# Exercise instructions
Copy out the data word for word, starting at the line that contains "Where can you spot the green" and continuing through the last line of the data, with both of those lines included.

####

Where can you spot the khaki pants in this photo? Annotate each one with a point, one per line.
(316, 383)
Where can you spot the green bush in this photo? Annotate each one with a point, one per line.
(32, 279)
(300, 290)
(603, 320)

####

# Solution to the exercise
Where can you spot the green bush in this photo? Annotate each one with a point, one per line.
(32, 279)
(300, 290)
(603, 320)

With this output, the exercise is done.